Text passage
Abstract
Context
Technological advances have led to a tremendous increase in complexity and volume of specialized malware, affecting computational devices across the globe. Along with malware targeting Windows devices, IoT devices having lesser computational power, have also been affected by malware attacks in the recent past. Due to a scarcity of updated malware datasets, malware recognition and classification has become trickier, particularly in IoT environments where malware samples are limited and scarce. Identifying a malware family can reveal the underlying intent of malware and traditional machine learning algorithms have performed well in this area. However, since such methods necessitate a large amount of feature engineering, deep learning algorithms for malware recognition and classification have been developed. In particular, the malware visualization-based approaches, which have shown decent success in the past have scope of improvement, which has been exploited in the current study.
Objectives
The current work aims at utilizing malware images (grayscale, RGB, markov) and deep CNNs for effective Windows and IoT malware recognition and classification using traditional learning and transfer learning approaches.

Dataset items

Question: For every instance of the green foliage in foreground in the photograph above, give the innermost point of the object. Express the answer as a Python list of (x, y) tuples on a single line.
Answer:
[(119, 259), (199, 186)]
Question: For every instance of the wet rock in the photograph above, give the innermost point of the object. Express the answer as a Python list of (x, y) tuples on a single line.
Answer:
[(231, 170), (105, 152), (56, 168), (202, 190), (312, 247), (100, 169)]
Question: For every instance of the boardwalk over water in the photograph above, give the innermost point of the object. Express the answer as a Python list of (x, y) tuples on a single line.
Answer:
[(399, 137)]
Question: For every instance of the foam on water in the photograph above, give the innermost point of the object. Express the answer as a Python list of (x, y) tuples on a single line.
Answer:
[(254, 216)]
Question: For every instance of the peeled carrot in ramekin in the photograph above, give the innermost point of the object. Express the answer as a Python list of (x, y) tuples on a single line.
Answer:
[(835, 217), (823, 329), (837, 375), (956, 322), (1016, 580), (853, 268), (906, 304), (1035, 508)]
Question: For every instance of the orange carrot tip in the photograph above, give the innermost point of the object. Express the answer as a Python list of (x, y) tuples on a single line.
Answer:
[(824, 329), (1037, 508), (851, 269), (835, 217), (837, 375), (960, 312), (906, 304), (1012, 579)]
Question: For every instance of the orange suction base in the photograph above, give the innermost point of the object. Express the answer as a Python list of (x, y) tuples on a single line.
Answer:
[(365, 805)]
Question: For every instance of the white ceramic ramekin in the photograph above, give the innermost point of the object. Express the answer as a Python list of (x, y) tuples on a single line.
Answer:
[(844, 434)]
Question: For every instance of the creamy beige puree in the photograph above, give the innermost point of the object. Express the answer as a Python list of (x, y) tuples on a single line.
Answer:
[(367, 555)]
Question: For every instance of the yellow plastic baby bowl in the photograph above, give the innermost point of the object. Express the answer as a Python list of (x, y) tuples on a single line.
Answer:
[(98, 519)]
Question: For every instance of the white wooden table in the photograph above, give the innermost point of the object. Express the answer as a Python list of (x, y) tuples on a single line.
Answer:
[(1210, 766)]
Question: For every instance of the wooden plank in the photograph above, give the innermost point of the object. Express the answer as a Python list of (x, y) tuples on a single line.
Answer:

Task set
**a)** Answer these questions about the malware classification abstract:
(i) Which devices with lesser computational power have also been hit by malware attacks in the recent past?
(ii) Why were deep learning algorithms developed for malware recognition and classification?
(iii) Which three kinds of malware images does the current work use?
**b)** Carry the malware classification abstract forward, picking up right after its Objectives sentence.

Expected responses
**a)**
(i) IoT devices.
(ii) Traditional machine learning methods require a large amount of feature engineering.
(iii) Grayscale, RGB and markov images.

**b)**
Methods and Design
First, grayscale, RGB and markov images were created from malware binaries. In particular, the idea of markov image generation by using markov probability matrix is to retain the global statistics of malware bytes which are generally lost during image transformation operations. A Gabor filter-based approach is utilized to extract textures and then a custom-built deep CNN and pretrained Xception CNN trained on 1.5 million images from ImageNet dataset, which is fine-tuned for malware images are employed for classifying malware images into families.
Results and Conclusions
To assess the effectiveness of the suggested framework, two public benchmark Windows malware image datasets, one custom built Windows malware image dataset and one custom built IoT malware image dataset were utilized. In particular, the methods demonstrate excellent classification results for the 500 GB Microsoft Malware Challenge dataset. A comparison of the suggested solutions with state-of-the-art methods clearly indicates the effectiveness and low computational cost of our malware recognition and classification solution.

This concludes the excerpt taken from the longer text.